### Passage shown

>>>

DAN VISCONTI and HANNAH LASH

November 1, 2010 -- The Walter W. Naumburg Foundation announces the winners of its first ever competition for composers. Held on Friday, October 22 in New York City, the competition included 27 entries, with 8 considered for the final round, and 2 selected as winners.

The winning composers are Dan Visconti, from Virginia, who received degrees from the Cleveland Institute of Music, later studying at Yale; and Hannah Lash, who received a Ph.D. from Harvard in 2010 and is currently an artist diploma candidate at Yale where she studies with Martin Bresnick.

Each composer received a cash award of $5000. In addition, each composer will compose a chamber music work for the Da Capo Chamber Players to be premiered in New York in late December 2011 or early January, 2012. In 1973, the Da Capo Chamber Players – whose members are Patricia Spencer, flute; Meighan Stoops, clarinet; Curtis Macomber, violin; Andre Emelianoff, cello and Blair McMillen, piano – were named the recipient of a Naumburg chamber music award.

The judges for the competition included Robert Beaser, John Harbison, Ezra Laderman, Robert Mann and Ursula Oppens.

The competition was open to American citizens who were age 40 or younger. Each contestant was required to submit two different compositions for chamber music ensembles. Orchestral works were not accepted.

The Walter W. Naumburg Foundation has a longstanding association with leading composers of the 20th and 21st centuries. William Schuman served as its president from 1959-1962, as did Peter Mennin from 1964 – 1971. Composers who have been a member of Naumburg’s board of directors include from Aaron Copland, Daniel Gregory Mason, Lukas Foss, Francis Thorne, and currently Elliott Carter and John Corigliano. Two Naumburg commissioned works were selected as Pulitzer Prize winning compositions – Donald Martino’s “Notturno’ composed for Speculum Musicae (Pulitzer Prize 1974) and Leon Kirchner’s Quartet No. 3 for Strings and Electronic Tape composed for the Beaux Arts Trio (Pulitzer Prize 1967).

<<<

[Source records]
>>>

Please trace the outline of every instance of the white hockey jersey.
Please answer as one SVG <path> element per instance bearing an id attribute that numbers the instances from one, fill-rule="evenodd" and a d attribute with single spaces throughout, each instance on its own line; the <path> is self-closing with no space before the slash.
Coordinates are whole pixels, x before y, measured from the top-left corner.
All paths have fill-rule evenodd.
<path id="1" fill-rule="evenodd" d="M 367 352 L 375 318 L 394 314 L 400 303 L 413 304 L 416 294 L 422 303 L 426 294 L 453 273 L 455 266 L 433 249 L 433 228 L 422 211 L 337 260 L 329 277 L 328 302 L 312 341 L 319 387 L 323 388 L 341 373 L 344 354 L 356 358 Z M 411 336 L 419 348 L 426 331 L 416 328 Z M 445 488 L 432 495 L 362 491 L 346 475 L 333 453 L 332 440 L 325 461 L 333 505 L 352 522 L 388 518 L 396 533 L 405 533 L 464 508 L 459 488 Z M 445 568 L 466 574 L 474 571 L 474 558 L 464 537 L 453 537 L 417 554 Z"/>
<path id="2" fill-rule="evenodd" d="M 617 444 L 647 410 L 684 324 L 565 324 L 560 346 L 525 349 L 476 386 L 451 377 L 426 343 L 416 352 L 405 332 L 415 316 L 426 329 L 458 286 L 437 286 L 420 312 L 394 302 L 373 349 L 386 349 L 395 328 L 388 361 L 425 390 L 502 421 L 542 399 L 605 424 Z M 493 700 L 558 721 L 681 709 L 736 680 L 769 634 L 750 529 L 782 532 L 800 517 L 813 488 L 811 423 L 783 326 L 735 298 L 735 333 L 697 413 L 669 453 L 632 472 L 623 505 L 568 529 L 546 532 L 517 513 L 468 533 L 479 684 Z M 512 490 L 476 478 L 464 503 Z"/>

<<<

### To-do list
(1) Write out the competition announcement word for word between "The judges for" and "were not accepted.", inclusive.
(2) Using the competition announcement, answer yes or no to each statement and quote the words that settle it: (a) The competition accepted orchestral works. (b) Each winning composer received a cash award of $5000. (c) Hannah Lash studies with Martin Bresnick at Yale.

### Answer list
(1)
The judges for the competition included Robert Beaser, John Harbison, Ezra Laderman, Robert Mann and Ursula Oppens.

The competition was open to American citizens who were age 40 or younger. Each contestant was required to submit two different compositions for chamber music ensembles. Orchestral works were not accepted.

(2)
(a) No: "Orchestral works were not accepted."
(b) Yes: "Each composer received a cash award of $5000."
(c) Yes: "is currently an artist diploma candidate at Yale where she studies with Martin Bresnick."